Data listing:

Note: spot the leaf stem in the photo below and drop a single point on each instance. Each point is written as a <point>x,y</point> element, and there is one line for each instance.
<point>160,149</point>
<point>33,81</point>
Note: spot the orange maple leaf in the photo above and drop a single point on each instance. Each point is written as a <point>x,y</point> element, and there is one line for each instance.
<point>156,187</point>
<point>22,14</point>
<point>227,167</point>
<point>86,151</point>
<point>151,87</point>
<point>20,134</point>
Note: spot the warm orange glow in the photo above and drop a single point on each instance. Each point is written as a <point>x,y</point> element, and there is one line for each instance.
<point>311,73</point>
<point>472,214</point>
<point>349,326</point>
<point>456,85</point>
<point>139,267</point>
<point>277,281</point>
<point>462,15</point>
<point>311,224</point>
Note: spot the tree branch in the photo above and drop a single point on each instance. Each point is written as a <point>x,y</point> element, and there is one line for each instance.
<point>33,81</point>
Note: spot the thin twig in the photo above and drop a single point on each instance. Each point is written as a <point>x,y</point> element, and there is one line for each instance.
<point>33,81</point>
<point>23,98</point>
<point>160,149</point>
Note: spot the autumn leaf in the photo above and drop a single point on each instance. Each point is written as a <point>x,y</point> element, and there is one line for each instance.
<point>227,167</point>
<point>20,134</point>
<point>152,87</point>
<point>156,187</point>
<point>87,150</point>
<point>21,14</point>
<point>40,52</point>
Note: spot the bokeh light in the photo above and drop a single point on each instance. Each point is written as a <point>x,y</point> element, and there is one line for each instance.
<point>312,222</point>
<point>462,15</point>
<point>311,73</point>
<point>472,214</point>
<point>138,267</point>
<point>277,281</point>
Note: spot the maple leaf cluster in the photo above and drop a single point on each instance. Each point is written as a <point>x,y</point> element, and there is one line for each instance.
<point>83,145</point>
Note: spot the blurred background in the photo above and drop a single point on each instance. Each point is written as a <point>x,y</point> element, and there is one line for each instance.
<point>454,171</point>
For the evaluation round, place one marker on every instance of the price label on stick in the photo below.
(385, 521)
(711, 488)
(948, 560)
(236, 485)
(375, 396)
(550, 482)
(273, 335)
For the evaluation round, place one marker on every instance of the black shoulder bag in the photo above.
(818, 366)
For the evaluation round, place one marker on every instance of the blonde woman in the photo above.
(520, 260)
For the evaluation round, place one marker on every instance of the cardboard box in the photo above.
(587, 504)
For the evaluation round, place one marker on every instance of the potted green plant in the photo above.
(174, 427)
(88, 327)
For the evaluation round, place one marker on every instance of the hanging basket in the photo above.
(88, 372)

**What the exercise asks**
Copy out all of the material above line by line, keeping every character unchanged.

**The result**
Note: spot the leaf stem in the photo below and drop a single point on each instance. Each point is written as a <point>x,y</point> element, and there is one line for each instance.
<point>160,149</point>
<point>33,81</point>
Note: spot the orange maple leaf in the photo above and drop a single point on each instance. Each point is written as a <point>x,y</point> element, and there is one line for each instance.
<point>156,187</point>
<point>22,14</point>
<point>227,167</point>
<point>86,151</point>
<point>151,87</point>
<point>20,134</point>
Note: spot the warm orange glow in the photo above and drop a single point on each instance. Each point is written as a <point>x,y</point> element, and there is one line for each instance.
<point>311,73</point>
<point>472,214</point>
<point>349,326</point>
<point>456,85</point>
<point>139,267</point>
<point>277,281</point>
<point>462,15</point>
<point>311,224</point>
Note: spot the tree branch in the photo above and drop a single point on each instance. Each point is written as a <point>x,y</point> element, and there is one line for each instance.
<point>33,81</point>
Note: spot the thin twig in the photo above and drop a single point on each instance. Each point is written as a <point>x,y</point> element, and there is one line for each instance.
<point>33,81</point>
<point>23,98</point>
<point>160,149</point>
Note: spot the autumn leaf in the photo above and drop a single point on each instance. Each point is written as a <point>x,y</point> element, and there is one line for each instance.
<point>227,167</point>
<point>20,134</point>
<point>152,87</point>
<point>156,187</point>
<point>87,150</point>
<point>21,14</point>
<point>40,52</point>
Note: spot the bokeh light in the photo above and drop a single point on each instance. Each point is written as a <point>x,y</point> element, and there is one line for each instance.
<point>312,222</point>
<point>462,15</point>
<point>311,73</point>
<point>472,214</point>
<point>138,267</point>
<point>277,281</point>
Note: spot the maple leaf cluster in the photo above and drop a single point on each instance. Each point is written as a <point>x,y</point> element, and there is one line for each instance.
<point>83,145</point>
Note: spot the blurred background in the photo above and drop a single point on each instance. Each point is written as a <point>x,y</point> element, and there is one line for each instance.
<point>454,171</point>
For the evaluation round, place one marker on every instance of the price label on stick in the photo below.
(385, 521)
(711, 488)
(948, 560)
(236, 485)
(375, 396)
(550, 482)
(273, 335)
For the evaluation round, place one marker on every instance of the black shoulder bag in the photo above.
(818, 366)
For the evaluation round, place one marker on every instance of the blonde woman in the photo above.
(520, 260)
For the evaluation round, place one marker on every instance of the cardboard box in the photo above.
(587, 504)
For the evaluation round, place one marker on every instance of the potted green plant in the photo above.
(174, 427)
(88, 327)
For the evaluation round, place one marker on every instance of the hanging basket in the photo above.
(88, 372)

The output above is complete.